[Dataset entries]
[Start of section]

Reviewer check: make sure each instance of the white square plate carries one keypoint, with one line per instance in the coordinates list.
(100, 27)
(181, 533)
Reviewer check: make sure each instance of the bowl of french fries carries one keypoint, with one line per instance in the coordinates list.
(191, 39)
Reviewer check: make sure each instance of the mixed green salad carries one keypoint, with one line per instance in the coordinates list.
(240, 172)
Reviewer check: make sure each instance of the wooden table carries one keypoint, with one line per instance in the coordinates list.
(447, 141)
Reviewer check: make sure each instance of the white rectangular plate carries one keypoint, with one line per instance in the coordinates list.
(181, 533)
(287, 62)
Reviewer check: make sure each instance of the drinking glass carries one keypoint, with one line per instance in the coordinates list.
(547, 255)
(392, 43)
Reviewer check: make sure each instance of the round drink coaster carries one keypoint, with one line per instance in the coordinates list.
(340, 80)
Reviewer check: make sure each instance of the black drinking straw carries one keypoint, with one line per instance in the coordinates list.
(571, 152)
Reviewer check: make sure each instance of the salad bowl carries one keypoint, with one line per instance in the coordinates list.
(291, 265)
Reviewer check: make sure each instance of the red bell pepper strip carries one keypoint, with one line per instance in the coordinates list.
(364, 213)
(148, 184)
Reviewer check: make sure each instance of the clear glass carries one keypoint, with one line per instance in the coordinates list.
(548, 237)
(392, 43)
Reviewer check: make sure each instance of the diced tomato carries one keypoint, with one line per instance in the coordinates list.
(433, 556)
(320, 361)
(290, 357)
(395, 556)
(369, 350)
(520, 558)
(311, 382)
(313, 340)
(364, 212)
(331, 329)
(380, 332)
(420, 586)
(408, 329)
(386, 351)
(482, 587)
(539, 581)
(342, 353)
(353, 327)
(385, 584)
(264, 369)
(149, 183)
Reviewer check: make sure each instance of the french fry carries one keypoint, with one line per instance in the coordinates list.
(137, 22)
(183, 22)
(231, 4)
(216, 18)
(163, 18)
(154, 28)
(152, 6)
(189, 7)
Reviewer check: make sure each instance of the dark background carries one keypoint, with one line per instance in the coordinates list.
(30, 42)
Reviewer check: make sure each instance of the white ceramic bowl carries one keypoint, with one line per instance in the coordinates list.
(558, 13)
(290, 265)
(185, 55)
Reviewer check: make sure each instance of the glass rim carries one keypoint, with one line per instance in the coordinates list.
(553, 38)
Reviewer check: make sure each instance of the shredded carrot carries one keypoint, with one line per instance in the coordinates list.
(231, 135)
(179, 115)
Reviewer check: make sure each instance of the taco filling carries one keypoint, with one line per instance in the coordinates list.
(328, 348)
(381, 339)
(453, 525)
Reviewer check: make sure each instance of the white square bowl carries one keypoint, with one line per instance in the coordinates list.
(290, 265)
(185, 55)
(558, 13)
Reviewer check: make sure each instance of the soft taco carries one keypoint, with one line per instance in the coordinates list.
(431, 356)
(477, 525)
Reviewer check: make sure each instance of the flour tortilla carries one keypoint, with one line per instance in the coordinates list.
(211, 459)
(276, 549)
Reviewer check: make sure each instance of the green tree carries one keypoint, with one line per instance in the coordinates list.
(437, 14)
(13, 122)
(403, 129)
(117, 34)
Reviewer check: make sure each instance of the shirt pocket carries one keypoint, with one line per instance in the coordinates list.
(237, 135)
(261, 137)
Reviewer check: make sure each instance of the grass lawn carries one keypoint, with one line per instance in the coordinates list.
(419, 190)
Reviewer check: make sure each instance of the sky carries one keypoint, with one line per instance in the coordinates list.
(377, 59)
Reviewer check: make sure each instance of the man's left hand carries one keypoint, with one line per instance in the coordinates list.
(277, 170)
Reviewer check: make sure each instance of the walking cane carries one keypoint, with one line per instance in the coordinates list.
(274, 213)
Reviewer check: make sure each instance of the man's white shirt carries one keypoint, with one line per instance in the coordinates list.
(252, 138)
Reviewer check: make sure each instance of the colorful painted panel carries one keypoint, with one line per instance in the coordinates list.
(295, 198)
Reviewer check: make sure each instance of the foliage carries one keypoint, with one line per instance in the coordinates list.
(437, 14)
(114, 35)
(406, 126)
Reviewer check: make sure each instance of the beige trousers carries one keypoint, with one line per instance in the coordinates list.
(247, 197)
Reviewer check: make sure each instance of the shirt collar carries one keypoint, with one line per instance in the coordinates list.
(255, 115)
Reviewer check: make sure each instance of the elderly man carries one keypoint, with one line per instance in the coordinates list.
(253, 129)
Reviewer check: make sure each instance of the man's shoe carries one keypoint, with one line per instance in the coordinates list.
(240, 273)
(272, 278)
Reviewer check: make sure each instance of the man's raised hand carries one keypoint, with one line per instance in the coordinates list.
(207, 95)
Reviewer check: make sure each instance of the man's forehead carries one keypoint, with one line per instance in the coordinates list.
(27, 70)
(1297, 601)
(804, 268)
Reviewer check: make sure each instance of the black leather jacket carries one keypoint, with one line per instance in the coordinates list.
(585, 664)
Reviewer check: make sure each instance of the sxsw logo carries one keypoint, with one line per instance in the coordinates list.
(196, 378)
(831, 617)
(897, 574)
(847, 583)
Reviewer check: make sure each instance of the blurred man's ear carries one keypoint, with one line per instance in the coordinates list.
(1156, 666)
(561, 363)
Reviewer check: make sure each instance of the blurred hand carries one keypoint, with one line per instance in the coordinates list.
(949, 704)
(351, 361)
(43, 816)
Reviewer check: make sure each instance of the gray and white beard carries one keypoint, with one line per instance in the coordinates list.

[End of section]

• [The task]:
Word for word, write out each entry shown above.

• [Response area]:
Reviewer check: make sure each instance of the white square plate carries one keypoint, with one line per instance in the coordinates list.
(100, 27)
(181, 533)
Reviewer check: make sure each instance of the bowl of french fries carries one keypoint, with one line per instance in the coordinates list.
(191, 39)
Reviewer check: make sure each instance of the mixed green salad carries one keypoint, with one line per instance in the coordinates list.
(240, 172)
Reviewer check: make sure each instance of the wooden table carries one keypoint, with one line per instance in the coordinates list.
(447, 141)
Reviewer check: make sure each instance of the white rectangular plate carries one keypoint, with one line per instance in the coordinates list.
(181, 533)
(287, 62)
Reviewer check: make sure each instance of the drinking glass carries one keypoint, with one line per instance in the coordinates list.
(547, 255)
(392, 43)
Reviewer check: make sure each instance of the round drink coaster carries one keypoint, with one line per instance in the coordinates list.
(340, 80)
Reviewer check: make sure each instance of the black drinking straw carries one keypoint, with one line per instance in the coordinates list.
(571, 152)
Reviewer check: make sure each instance of the salad bowl carries one keypoint, with one line per instance in the coordinates list.
(291, 265)
Reviewer check: make sure each instance of the red bell pepper strip carries one keypoint, with one line per instance in the coordinates list.
(364, 213)
(148, 184)
Reviewer check: make sure each instance of the clear glass carries one keypoint, with one line per instance in the coordinates list.
(548, 237)
(392, 43)
Reviewer check: make sure each instance of the diced tomato carries one keypoint, with one line per instance in the coordinates list.
(433, 556)
(320, 361)
(290, 357)
(395, 556)
(369, 350)
(520, 558)
(311, 382)
(313, 340)
(364, 212)
(331, 329)
(380, 332)
(420, 586)
(408, 329)
(386, 351)
(482, 587)
(539, 581)
(342, 353)
(353, 327)
(385, 584)
(264, 369)
(149, 183)
Reviewer check: make sure each instance of the french fry carries one keypoint, with one line per instance in the coordinates list.
(137, 22)
(183, 22)
(231, 4)
(216, 18)
(163, 18)
(154, 28)
(152, 6)
(189, 7)
Reviewer check: make sure each instance of the dark background carries one keypoint, with one line per instance in the coordinates list.
(30, 42)
Reviewer check: make sure each instance of the white ceramic bowl carries one keypoint, with one line per instance in the coordinates list.
(558, 13)
(290, 265)
(185, 55)
Reviewer check: make sure each instance of the glass rim carries one keypoint, with one line per instance in the coordinates list.
(553, 38)
Reviewer check: make sure each instance of the shredded carrot carries one keypoint, with one line per instance in the coordinates list.
(231, 135)
(179, 115)
Reviewer check: make sure each instance of the taco filling carries one keypoint, with one line per instance in the coordinates list.
(328, 348)
(381, 339)
(453, 525)
Reviewer check: make sure each instance of the white square bowl carries one keypoint, with one line per instance in the coordinates list.
(290, 265)
(185, 55)
(558, 13)
Reviewer check: make sure each instance of the soft taco carries one keypoint, with one line per instance in the coordinates list.
(431, 356)
(477, 525)
Reviewer check: make sure each instance of the flour tortilla carries one keypoint, with one line per instance in the coordinates list.
(211, 459)
(276, 549)
Reviewer check: make sure each instance of the green tree carries one keypoint, with one line per instance in the coordinates list.
(437, 14)
(13, 122)
(403, 129)
(117, 34)
Reviewer check: make sure each instance of the shirt pocket carries one keypoint, with one line per instance in the coordinates list.
(237, 135)
(261, 137)
Reviewer check: make sure each instance of the grass lawn carries one keypoint, with one line per instance in the coordinates list.
(419, 190)
Reviewer check: make sure each instance of the sky carries one keypoint, with one line per instance in the coordinates list.
(377, 59)
Reviewer check: make sure each instance of the man's left hand carries one keypoint, with one line per instance in the coordinates list.
(277, 170)
Reviewer check: make sure each instance of the walking cane carries one keypoint, with one line per instance in the coordinates list.
(274, 213)
Reviewer check: make sure each instance of the man's white shirt carries one keypoint, with one line per instance in the coordinates list.
(252, 138)
Reviewer check: make sure each instance of the colorful painted panel carries one keypoint, with one line per instance in the coordinates list.
(295, 198)
Reviewer check: make sure each instance of the foliage carries one keypoint, with one line per instance in the coordinates list.
(437, 14)
(114, 35)
(406, 126)
Reviewer check: make sure each instance of the beige trousers carries one keypoint, with one line per instance in the coordinates list.
(247, 197)
Reviewer check: make sure each instance of the shirt collar carries one keypoint, with one line per instance in the coordinates list.
(255, 115)
Reviewer check: make sure each instance of the elderly man carries one keypoint, with one line per instance in the coordinates list.
(253, 129)
Reviewer check: make sure each instance of the man's shoe carries one keypoint, with one line per instance in the coordinates list.
(240, 273)
(272, 278)
Reviewer check: make sure each instance of the man's raised hand carries one keypoint, with one line per instance in the coordinates list.
(207, 95)
Reviewer check: make sure each instance of the man's forehead carries one keypoint, with one line per instance in the coordinates list.
(27, 70)
(1297, 601)
(804, 268)
Reviewer check: make sure each instance of the black leather jacket carries one keypoint, with one line per instance in the coordinates list.
(585, 664)
Reviewer check: make sure each instance of the sxsw logo carries one keypoint, with one line per instance in the coordinates list.
(196, 378)
(831, 617)
(897, 574)
(847, 583)
Reviewer check: make sure each instance of the blurred man's ear carries one keypoint, with one line per instance in the coordinates list.
(1156, 666)
(561, 363)
Reviewer check: make sure each instance of the blurred hand carries one keypoint, with one line per instance in the coordinates list.
(949, 704)
(351, 361)
(43, 816)
Reviewer check: make sure each instance of the gray and white beard carries one keypoint, with one line per instance in the coordinates list.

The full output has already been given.